SUPPLIED DATA:
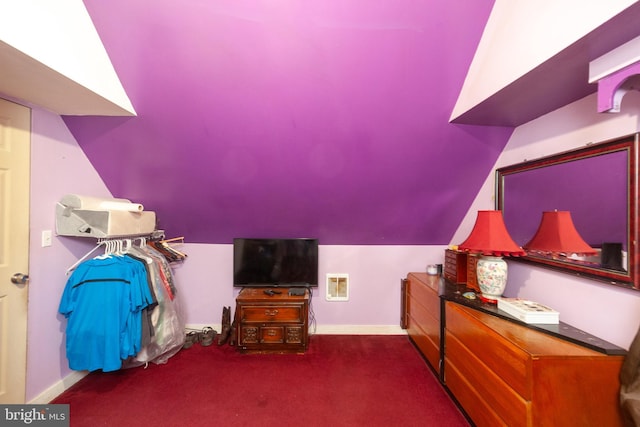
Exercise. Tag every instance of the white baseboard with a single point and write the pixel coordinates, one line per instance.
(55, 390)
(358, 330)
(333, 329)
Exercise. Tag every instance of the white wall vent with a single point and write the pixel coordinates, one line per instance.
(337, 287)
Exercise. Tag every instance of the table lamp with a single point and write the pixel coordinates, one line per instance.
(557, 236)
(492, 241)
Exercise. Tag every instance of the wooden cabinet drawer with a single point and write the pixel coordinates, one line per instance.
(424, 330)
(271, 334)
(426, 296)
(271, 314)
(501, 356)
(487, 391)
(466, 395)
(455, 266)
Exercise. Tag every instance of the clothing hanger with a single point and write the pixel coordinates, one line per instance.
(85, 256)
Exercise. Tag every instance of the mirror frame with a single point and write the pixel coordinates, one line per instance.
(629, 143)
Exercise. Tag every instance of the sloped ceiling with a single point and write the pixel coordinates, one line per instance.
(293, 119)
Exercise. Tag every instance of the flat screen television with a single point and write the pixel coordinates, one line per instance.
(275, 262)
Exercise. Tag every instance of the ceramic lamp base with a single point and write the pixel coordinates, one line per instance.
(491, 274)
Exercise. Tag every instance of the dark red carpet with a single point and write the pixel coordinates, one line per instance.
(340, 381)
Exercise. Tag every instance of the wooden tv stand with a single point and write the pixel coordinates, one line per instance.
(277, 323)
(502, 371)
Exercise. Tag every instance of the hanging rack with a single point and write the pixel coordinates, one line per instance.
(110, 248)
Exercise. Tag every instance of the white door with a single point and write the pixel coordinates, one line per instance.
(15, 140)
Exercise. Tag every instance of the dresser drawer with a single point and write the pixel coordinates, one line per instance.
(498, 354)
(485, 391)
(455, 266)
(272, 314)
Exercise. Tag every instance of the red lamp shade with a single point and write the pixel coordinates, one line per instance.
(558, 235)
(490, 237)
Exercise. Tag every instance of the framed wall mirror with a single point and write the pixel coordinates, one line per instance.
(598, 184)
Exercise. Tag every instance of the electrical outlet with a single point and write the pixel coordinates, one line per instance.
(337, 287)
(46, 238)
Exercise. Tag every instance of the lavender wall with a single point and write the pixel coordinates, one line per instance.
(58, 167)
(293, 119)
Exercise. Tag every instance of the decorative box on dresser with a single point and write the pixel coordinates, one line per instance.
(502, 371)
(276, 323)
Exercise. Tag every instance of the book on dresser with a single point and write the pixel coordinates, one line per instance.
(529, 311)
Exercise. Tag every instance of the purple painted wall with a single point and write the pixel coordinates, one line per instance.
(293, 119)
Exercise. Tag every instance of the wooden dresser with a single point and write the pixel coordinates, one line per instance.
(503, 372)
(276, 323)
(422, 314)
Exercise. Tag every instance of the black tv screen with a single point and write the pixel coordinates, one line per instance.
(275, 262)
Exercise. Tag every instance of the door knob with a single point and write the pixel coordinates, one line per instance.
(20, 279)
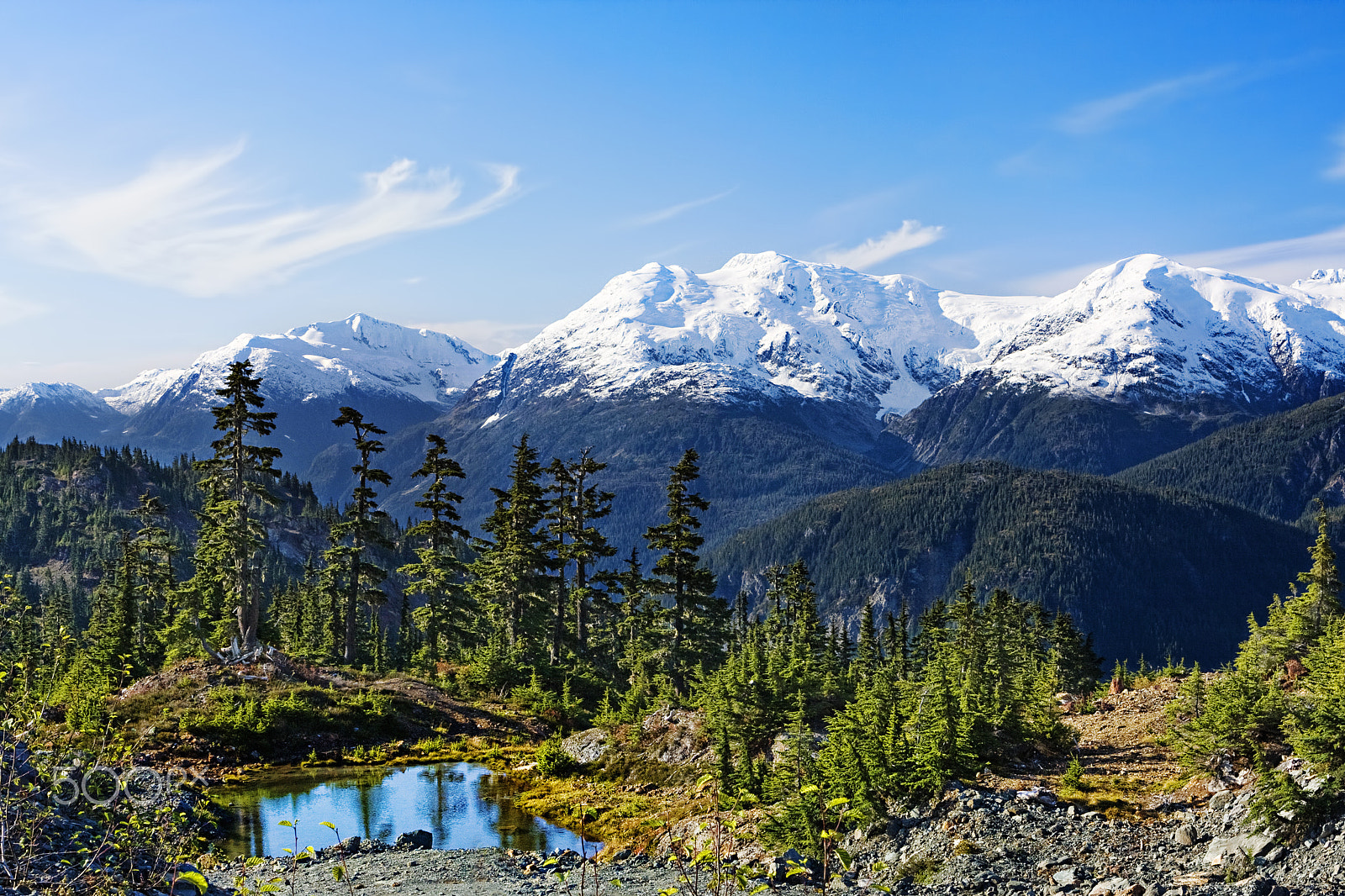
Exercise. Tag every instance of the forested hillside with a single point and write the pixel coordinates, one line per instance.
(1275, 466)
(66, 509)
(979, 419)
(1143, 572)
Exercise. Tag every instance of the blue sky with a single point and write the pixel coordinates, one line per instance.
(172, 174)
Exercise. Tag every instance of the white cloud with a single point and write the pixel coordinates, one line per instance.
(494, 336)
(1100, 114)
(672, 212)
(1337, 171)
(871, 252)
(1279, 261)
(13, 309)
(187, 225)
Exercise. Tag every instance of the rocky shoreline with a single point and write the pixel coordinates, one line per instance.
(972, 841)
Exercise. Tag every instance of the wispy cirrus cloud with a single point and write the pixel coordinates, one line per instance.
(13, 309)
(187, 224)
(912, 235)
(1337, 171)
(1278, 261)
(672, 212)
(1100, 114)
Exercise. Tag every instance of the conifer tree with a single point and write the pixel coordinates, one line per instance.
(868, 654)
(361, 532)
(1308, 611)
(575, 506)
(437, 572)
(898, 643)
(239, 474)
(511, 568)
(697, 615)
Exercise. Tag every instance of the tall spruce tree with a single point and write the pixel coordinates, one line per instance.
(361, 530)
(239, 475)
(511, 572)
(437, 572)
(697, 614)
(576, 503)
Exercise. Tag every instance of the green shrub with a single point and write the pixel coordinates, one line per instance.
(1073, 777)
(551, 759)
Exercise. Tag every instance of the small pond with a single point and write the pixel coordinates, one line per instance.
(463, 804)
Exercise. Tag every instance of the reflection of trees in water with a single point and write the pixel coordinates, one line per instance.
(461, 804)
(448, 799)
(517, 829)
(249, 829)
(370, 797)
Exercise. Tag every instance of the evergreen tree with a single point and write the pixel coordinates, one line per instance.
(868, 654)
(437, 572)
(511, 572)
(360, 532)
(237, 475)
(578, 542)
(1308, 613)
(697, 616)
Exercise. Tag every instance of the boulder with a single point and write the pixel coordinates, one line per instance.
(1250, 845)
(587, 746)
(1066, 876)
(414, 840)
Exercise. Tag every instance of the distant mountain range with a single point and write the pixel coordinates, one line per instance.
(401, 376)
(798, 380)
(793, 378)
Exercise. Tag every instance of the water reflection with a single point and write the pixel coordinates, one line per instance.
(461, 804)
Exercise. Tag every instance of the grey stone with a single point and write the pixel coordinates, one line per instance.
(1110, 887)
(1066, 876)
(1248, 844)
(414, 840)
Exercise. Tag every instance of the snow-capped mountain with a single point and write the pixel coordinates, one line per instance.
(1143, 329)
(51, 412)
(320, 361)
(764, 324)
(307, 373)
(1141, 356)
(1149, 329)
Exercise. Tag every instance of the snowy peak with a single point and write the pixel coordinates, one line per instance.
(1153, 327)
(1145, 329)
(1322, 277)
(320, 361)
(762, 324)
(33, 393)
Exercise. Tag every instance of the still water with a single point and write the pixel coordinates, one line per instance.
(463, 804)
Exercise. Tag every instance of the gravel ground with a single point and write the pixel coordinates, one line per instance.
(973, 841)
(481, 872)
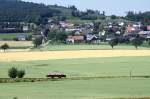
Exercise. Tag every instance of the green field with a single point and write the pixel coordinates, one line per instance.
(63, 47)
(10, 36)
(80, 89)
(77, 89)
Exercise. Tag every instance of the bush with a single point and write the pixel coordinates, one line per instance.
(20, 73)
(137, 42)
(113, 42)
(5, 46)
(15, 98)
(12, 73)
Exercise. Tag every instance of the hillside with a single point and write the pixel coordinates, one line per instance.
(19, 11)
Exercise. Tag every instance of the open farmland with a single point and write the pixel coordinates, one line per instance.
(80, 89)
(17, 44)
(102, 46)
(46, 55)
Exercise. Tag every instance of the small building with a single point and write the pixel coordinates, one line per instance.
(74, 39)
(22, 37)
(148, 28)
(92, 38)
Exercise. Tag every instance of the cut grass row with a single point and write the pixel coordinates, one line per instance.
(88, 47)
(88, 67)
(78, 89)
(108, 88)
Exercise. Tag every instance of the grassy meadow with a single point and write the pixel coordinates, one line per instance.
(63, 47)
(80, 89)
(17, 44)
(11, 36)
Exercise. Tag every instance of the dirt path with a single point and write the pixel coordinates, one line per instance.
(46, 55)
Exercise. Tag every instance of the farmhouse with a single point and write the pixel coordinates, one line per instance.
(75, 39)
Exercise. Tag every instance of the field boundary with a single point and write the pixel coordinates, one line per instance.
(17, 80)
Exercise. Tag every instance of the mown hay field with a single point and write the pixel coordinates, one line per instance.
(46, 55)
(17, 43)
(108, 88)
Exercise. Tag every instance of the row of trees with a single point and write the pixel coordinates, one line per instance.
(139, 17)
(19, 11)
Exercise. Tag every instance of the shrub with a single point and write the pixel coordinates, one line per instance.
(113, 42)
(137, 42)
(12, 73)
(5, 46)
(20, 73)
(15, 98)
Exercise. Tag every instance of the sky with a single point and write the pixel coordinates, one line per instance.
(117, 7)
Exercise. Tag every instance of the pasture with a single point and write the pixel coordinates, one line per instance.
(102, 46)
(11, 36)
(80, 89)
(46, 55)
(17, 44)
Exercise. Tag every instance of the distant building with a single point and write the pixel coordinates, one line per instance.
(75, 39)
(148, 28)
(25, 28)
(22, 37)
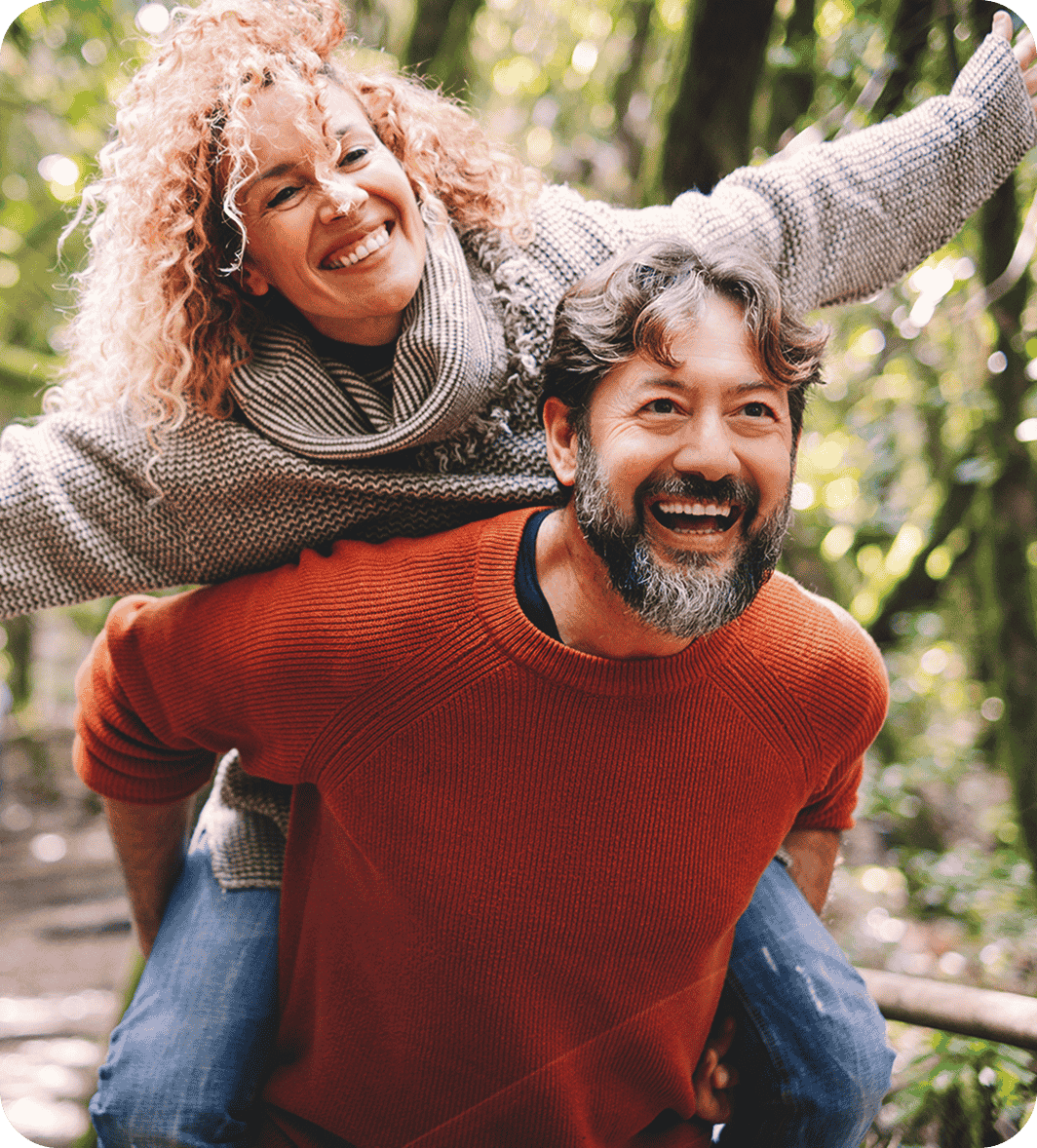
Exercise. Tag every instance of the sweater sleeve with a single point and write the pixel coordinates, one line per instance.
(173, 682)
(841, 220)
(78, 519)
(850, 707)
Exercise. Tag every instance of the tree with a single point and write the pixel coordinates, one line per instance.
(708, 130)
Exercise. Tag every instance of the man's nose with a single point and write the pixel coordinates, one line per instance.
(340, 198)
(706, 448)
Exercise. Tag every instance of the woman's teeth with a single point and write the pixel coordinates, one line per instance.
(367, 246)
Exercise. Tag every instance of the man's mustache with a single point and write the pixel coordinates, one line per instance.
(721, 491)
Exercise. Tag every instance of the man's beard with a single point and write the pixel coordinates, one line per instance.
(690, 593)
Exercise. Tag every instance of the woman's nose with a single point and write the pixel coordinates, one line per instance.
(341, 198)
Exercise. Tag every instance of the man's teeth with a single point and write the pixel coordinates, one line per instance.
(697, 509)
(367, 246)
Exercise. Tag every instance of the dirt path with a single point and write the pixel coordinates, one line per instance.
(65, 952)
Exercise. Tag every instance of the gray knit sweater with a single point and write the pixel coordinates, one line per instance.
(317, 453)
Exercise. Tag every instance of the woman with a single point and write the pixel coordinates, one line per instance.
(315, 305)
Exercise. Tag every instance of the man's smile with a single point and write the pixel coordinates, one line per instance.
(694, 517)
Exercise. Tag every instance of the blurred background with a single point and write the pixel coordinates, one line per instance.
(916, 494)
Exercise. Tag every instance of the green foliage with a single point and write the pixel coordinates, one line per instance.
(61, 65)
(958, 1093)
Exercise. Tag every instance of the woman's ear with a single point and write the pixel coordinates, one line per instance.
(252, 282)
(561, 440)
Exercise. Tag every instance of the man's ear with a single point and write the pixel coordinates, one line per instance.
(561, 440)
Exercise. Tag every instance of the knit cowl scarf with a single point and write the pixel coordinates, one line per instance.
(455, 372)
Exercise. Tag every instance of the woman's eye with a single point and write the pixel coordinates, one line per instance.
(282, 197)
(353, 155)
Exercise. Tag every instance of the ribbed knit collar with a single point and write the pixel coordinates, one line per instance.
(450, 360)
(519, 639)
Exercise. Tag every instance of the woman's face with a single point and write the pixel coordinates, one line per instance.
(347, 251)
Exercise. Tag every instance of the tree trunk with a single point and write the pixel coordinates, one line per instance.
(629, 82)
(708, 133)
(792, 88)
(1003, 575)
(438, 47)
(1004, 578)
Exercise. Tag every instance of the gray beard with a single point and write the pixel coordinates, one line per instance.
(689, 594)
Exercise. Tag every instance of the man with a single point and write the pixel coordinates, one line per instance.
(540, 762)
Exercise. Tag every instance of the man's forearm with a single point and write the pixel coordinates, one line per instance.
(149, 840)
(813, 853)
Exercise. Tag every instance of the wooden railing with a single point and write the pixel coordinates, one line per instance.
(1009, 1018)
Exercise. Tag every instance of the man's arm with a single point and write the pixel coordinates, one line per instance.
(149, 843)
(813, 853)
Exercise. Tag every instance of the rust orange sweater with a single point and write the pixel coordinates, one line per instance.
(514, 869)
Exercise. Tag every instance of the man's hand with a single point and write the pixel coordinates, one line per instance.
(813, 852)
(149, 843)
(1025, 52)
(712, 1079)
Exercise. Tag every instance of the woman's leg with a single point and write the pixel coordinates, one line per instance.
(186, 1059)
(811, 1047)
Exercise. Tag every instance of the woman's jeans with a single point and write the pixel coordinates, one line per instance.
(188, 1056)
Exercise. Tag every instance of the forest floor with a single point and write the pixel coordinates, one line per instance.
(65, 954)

WHAT THE TASK ASKS: Rewrite the lines from the one containing "Exercise. Tag every instance of the blurred" through the one containing "(1004, 578)", swapping "green foliage" for "green leaves" and leaving everything else as it is.

RESPONSE TO THE TASK:
Exercise. Tag every instance of the blurred background with a single point and write the pixel coordinates, one line per instance.
(916, 494)
Exercise. Tag every instance of the green leaves with a single point and write the pixel coordinates, one line per instance.
(61, 65)
(958, 1093)
Exercise. Tag every instance of the woman's ear with a single point and write the pixel coordinates, one line per instance.
(252, 282)
(561, 440)
Exercise. Tag every instance of the man's ear with a single point and write the pixel coordinates, one line per instance.
(561, 440)
Exercise. Tag every instance of the knit cowl scarf with a single point and write the pixel coordinates, one line per instance.
(455, 372)
Exercise. Tag every instance of the woman's eye with a single point and write the pixel coordinates, one line per instance.
(282, 197)
(353, 155)
Exercise. Tag every instance of the ribbed knit collar with a single point and write the pixel coordinates, one line per instance.
(450, 360)
(519, 639)
Exercise. Tag every instance of the woman's face with a single point and write the pixel coordinates, one line per instance.
(347, 251)
Exercise. Tag every instance of the tree trunk with a single point and write the pixel coordinates, one line per instance.
(629, 82)
(708, 133)
(792, 88)
(1003, 575)
(438, 47)
(1004, 578)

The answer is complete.